### Work instructions
Go through the entries below and retype them exactly, omitting each picture.

### Material for this exercise
################

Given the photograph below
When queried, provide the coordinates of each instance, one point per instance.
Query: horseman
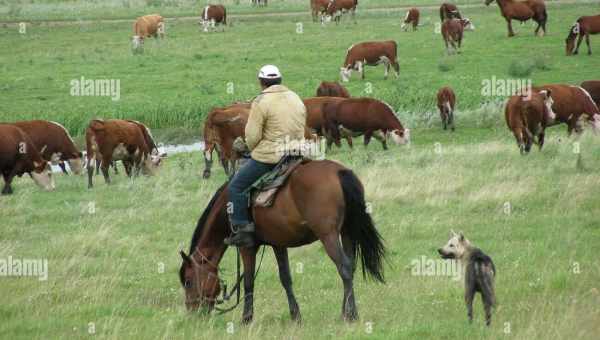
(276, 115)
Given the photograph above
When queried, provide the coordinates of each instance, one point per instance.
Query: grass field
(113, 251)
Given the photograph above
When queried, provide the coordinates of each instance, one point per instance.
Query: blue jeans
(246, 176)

################

### Output below
Given the photograph below
When queried, provide the coordinates of each instance, one point per instance.
Query: horseman
(276, 115)
Given the photograph above
When queried, provide the coordinates of each instance, one point per instance.
Query: grass field
(113, 251)
Given the photograph above
When queried, provide the coordinates of each instance, one point per instance.
Query: blue jeans
(246, 176)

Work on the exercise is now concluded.